**EXERCISE DIRECTIONS:**
Reproduce the material below word for word, leaving out the pictures.

**SOURCE MATERIAL:**
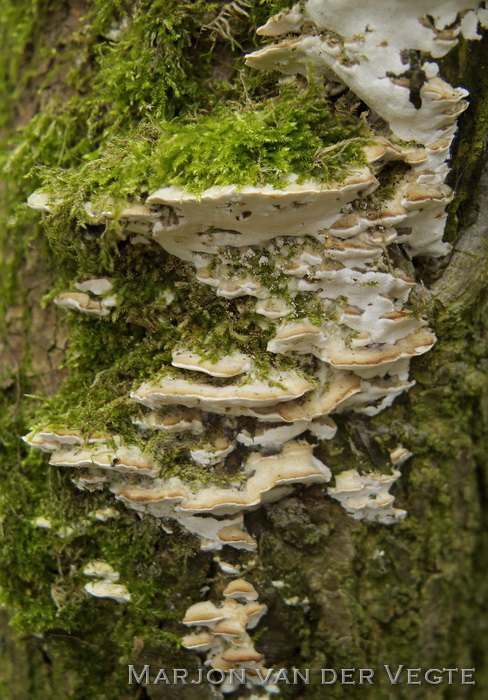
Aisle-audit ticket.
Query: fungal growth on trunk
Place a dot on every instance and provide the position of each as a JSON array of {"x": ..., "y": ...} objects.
[{"x": 312, "y": 275}]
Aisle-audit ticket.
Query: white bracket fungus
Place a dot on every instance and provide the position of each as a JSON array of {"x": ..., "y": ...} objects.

**WRITTEN ANSWER:**
Aisle-audit ticket.
Query: fungal growth on trunk
Place a dot on every instance and provide the position of each as a JSON array of {"x": ..., "y": ...} objects.
[{"x": 312, "y": 275}]
Aisle-audit ticket.
Query: white bracket fungus
Place a dot on every instance and provide the position of each as a JSON array of {"x": ..., "y": ...} objects.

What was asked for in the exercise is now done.